[Start of section]
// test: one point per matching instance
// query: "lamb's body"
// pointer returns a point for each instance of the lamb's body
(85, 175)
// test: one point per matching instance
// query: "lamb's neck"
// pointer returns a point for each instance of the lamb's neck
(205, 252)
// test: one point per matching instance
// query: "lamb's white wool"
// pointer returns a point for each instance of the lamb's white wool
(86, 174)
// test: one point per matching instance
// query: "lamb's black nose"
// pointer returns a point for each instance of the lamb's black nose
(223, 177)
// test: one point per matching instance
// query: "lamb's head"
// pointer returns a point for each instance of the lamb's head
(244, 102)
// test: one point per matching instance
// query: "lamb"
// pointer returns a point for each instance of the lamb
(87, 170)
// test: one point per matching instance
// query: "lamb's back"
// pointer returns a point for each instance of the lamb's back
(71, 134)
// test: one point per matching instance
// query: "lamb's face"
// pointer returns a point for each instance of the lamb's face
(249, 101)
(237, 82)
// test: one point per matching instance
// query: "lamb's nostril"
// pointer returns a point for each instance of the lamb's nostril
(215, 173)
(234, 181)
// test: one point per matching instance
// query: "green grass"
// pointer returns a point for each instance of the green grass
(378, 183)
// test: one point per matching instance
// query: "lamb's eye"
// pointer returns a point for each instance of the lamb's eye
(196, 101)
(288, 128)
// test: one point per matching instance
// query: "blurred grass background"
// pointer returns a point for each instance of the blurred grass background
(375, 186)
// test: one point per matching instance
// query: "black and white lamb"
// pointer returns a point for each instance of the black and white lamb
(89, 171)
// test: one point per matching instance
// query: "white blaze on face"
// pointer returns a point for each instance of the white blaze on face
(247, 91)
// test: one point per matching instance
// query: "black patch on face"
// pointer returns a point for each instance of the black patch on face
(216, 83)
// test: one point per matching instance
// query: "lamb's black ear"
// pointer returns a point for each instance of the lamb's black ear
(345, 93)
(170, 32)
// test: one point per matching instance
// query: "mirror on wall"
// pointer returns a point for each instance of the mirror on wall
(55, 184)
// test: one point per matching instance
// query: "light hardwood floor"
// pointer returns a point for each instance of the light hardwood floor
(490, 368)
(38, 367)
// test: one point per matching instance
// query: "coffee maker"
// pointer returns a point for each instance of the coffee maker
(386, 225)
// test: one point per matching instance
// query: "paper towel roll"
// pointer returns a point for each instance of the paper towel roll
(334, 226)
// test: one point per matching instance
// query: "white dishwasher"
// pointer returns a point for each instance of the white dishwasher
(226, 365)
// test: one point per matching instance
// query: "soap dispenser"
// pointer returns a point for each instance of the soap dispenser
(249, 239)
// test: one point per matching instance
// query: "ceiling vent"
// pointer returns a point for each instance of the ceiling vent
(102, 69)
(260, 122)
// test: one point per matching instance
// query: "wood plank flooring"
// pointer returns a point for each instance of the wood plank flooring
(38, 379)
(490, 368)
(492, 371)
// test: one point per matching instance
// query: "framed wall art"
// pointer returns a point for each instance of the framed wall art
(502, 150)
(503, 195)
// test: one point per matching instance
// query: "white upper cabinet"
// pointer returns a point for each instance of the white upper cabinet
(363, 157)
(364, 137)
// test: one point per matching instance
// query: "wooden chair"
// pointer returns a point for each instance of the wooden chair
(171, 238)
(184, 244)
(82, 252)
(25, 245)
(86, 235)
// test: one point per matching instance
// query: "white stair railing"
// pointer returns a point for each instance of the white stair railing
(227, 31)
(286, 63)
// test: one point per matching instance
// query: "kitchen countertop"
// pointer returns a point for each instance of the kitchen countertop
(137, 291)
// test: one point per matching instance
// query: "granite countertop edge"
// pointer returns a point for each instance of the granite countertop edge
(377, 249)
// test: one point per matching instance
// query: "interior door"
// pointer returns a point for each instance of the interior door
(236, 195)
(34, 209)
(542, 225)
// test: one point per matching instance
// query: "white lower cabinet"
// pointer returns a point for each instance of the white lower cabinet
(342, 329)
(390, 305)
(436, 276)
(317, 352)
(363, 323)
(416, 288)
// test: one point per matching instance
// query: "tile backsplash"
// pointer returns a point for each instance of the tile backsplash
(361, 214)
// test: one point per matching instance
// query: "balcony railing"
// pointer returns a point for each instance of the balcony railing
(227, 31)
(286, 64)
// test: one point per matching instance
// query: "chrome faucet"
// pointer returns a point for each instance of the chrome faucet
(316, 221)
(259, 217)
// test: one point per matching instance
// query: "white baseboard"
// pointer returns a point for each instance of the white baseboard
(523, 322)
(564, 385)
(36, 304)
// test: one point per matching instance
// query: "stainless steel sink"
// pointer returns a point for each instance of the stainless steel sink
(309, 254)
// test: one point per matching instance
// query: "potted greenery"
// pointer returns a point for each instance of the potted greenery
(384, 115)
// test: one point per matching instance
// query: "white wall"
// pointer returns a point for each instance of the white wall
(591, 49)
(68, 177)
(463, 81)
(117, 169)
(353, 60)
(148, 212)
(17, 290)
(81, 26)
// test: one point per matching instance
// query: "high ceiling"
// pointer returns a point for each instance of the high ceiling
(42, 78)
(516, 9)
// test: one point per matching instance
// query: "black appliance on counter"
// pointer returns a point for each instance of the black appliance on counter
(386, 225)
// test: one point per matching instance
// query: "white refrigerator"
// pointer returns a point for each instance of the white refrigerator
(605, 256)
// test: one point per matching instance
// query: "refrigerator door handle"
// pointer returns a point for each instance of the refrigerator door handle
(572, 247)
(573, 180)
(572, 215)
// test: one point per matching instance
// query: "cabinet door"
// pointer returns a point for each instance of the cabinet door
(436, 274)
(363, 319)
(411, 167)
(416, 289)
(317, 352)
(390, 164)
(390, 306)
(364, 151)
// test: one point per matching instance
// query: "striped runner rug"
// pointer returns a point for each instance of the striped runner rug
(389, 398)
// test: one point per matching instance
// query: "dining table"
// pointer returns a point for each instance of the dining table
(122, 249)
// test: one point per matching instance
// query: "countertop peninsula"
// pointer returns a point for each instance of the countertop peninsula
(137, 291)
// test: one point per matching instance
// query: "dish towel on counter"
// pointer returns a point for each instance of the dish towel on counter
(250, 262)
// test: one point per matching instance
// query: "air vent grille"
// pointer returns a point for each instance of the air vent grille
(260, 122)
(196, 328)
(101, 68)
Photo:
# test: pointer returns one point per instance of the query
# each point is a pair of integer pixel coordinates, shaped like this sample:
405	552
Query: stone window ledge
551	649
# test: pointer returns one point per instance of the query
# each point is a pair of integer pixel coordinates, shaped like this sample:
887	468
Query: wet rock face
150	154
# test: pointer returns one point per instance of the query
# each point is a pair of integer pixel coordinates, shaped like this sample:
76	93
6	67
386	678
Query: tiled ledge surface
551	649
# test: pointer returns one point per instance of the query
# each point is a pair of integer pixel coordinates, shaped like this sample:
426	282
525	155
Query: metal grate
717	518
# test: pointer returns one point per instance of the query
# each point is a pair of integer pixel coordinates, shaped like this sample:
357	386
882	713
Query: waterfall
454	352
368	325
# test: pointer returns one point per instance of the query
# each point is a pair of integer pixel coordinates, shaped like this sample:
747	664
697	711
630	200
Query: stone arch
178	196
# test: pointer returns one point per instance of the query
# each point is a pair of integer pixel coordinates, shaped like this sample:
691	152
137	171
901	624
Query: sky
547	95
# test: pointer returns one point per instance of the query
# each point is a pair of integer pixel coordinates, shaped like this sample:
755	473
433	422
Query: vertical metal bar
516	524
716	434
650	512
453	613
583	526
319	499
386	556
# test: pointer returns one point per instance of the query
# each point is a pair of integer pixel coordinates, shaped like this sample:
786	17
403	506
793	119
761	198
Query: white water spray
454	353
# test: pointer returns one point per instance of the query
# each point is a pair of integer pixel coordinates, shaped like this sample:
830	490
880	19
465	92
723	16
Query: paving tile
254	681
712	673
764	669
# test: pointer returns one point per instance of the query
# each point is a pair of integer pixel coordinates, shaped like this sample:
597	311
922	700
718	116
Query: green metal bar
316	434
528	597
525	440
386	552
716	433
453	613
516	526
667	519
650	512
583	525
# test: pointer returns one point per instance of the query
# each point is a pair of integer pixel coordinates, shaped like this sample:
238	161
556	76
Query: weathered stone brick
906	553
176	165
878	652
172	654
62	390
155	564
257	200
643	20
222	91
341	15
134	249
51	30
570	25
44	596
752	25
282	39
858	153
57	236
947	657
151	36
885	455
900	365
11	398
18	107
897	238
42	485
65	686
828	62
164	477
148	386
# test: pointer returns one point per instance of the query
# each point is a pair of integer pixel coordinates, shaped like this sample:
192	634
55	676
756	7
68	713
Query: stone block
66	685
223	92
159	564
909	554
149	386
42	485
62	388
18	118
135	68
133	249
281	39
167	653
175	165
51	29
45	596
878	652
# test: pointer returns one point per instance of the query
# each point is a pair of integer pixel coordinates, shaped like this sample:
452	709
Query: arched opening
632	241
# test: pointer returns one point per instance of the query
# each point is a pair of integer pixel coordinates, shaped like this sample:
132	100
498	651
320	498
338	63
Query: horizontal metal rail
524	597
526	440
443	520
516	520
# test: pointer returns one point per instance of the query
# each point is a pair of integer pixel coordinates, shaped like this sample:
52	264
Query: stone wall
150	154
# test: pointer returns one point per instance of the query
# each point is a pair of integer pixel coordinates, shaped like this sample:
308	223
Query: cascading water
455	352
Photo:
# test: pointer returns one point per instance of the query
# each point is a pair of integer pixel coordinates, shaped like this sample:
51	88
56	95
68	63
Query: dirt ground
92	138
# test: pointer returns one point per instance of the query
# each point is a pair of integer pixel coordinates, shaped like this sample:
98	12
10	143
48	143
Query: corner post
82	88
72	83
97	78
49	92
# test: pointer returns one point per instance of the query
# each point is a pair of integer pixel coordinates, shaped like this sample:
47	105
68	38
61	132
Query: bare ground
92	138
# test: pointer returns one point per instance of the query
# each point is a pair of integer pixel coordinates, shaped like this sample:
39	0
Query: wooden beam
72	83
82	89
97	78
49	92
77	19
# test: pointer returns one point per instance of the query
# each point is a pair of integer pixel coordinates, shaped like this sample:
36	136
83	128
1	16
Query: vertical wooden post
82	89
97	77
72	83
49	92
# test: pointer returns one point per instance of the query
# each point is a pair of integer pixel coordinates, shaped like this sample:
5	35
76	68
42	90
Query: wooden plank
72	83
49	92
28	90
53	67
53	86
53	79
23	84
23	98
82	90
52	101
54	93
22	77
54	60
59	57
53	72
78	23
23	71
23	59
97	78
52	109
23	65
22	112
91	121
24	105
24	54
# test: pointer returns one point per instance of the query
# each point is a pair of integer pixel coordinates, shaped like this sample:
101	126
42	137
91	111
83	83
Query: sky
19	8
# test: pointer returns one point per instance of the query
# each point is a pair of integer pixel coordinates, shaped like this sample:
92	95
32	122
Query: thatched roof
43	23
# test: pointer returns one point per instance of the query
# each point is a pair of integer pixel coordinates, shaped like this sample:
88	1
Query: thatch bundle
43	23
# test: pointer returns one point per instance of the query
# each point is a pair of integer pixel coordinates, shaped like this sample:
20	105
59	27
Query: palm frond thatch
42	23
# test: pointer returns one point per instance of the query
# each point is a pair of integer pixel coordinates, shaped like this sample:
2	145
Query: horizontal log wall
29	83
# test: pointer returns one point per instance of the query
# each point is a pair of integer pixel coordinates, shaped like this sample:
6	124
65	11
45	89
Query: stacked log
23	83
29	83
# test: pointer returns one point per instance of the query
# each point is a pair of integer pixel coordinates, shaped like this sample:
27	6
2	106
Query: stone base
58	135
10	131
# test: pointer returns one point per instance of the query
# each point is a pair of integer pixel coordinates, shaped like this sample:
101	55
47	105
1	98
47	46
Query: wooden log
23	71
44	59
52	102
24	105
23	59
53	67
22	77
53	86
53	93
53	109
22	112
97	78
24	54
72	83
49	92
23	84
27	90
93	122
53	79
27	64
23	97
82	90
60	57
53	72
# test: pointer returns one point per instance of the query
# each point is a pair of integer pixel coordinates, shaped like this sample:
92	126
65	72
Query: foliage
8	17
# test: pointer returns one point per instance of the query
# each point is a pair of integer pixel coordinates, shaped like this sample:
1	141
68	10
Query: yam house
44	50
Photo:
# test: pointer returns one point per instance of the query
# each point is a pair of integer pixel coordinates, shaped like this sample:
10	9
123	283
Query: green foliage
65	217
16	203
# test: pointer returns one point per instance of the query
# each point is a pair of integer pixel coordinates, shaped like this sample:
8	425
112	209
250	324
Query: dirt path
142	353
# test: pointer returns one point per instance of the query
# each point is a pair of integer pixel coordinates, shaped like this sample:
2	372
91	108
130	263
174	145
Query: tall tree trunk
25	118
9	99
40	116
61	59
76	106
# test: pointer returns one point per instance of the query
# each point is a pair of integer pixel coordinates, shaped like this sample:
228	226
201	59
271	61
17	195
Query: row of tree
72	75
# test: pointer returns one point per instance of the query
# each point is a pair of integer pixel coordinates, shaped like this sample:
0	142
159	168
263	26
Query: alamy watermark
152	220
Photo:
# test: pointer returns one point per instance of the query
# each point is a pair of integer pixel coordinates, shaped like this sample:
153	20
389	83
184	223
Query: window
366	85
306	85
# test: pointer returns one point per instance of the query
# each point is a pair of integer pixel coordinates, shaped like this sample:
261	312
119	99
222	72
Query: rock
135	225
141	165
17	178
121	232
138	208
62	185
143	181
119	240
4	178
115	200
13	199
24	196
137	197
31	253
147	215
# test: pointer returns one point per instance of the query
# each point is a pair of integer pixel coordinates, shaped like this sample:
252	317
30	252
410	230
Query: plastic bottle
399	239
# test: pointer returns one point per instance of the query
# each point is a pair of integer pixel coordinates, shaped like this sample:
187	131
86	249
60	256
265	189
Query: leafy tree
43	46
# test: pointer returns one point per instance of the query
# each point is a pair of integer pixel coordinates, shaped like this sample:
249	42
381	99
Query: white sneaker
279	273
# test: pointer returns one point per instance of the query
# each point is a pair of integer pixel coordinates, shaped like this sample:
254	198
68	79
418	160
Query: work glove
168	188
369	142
[End of section]
» **Prompt**
Lines from the one that contains "Query: white sneaker" through the final line of the entries must be duplicated exactly, and no other lines.

» **Problem solution**
Query: white sneaker
279	273
# test: pointer returns one point per instance of the query
# each point is a pair of integer pixel coordinates, shaped like this sample:
254	198
68	79
418	160
Query: work glove
168	188
369	142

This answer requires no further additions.